• TASK DATA:
###
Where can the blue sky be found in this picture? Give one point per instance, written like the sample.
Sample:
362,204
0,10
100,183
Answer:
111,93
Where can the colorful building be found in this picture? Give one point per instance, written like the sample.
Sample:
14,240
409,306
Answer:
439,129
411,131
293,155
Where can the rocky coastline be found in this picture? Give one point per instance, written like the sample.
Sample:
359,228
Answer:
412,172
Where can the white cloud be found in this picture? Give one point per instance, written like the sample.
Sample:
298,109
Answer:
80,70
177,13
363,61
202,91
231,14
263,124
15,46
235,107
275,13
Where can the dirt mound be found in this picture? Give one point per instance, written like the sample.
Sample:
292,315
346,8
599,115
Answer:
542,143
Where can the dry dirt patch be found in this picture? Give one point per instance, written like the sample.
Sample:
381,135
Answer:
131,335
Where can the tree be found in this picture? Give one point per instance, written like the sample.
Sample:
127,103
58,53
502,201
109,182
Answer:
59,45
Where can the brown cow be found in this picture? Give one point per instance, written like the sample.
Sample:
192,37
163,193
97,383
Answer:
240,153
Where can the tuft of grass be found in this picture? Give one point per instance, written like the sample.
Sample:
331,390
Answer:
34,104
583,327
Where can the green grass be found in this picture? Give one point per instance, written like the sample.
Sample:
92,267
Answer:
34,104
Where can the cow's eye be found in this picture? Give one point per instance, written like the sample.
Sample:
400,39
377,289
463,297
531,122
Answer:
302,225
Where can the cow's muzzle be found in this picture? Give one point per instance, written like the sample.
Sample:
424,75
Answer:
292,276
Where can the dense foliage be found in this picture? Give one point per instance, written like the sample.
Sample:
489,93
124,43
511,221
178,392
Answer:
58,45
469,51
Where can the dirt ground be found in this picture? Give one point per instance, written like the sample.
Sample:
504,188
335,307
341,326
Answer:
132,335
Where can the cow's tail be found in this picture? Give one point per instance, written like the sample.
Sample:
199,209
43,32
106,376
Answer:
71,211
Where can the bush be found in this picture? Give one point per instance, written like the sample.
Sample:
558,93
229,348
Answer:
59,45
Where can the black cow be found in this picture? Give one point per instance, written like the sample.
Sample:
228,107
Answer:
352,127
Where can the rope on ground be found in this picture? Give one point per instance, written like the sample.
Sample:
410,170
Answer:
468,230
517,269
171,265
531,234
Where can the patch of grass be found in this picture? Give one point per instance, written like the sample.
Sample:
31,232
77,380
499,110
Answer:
###
Extract all the material, leaving every line as it is.

Where can the blue sky be found in this picture? Give one point per instance, written like the sample.
Sample:
362,204
0,10
100,183
Answer:
111,93
Where can the colorful building be found in this picture? Give one point per instance, written like the sample.
Sample:
14,240
409,306
Answer:
439,129
411,131
293,155
Where can the rocky coastline be found in this picture? Give one point per instance, written like the sample.
Sample:
359,228
Answer:
412,172
Where can the white cloud be found in this picture? Give one point per instance, written like the sample.
Sample:
298,109
Answer:
80,70
177,13
363,61
202,91
231,14
263,124
15,46
235,107
275,13
Where can the dirt mound be found in this picture? Give one point per instance, written like the sample.
Sample:
292,315
346,8
599,115
Answer:
542,143
Where can the dry dirt patch be found in this picture? Give one point per instance, written like the sample.
Sample:
381,135
Answer:
131,335
Where can the tree be found in this picture? Give one point per instance, written like the sample.
Sample:
127,103
58,53
502,201
109,182
Answer:
59,45
Where can the brown cow be found in this picture? Give one point per instance, written like the sample.
Sample:
192,37
163,193
97,383
Answer:
240,153
Where can the tuft of grass be found in this picture? Give one point per instance, written like the sample.
Sample:
331,390
Answer:
34,104
583,327
Where can the green grass be found in this picture? Give one point per instance, written like the sample.
Sample:
92,267
Answer:
34,104
Where can the cow's eye be found in this picture? Give one point per instance, written like the sample.
Sample:
400,39
377,289
463,297
531,122
Answer:
302,225
Where can the cow's muzzle be found in this picture? Give one point per instance, written like the sample.
Sample:
424,75
Answer:
292,276
Where can the dense foliage be found in this picture? Give one point per instance, written like the sample.
Sample:
489,93
124,43
511,221
178,392
Answer:
58,45
469,51
Where can the dirt ground be found in this picture? Give one point per instance, written like the sample.
Sample:
504,188
335,307
341,326
Answer:
132,335
Where can the cow's tail be found in this picture? Give one point per instance, written like the sample.
Sample:
199,209
43,32
106,376
Answer:
71,211
Where can the bush be found in this picture? Give one point per instance, written like the sample.
Sample:
558,93
229,348
Answer:
59,45
Where can the black cow be found in this picture? Give one point per instance, written like the sample.
Sample:
228,107
Answer:
352,127
Where can the rope on ground be found in this picture? Give one point per instance, written like the sample.
Sample:
410,170
Answer:
468,230
517,269
171,265
531,234
Where can the patch of grass be found in this picture? Give one point per instance, written like the sample.
Sample:
31,232
77,380
499,110
Answer:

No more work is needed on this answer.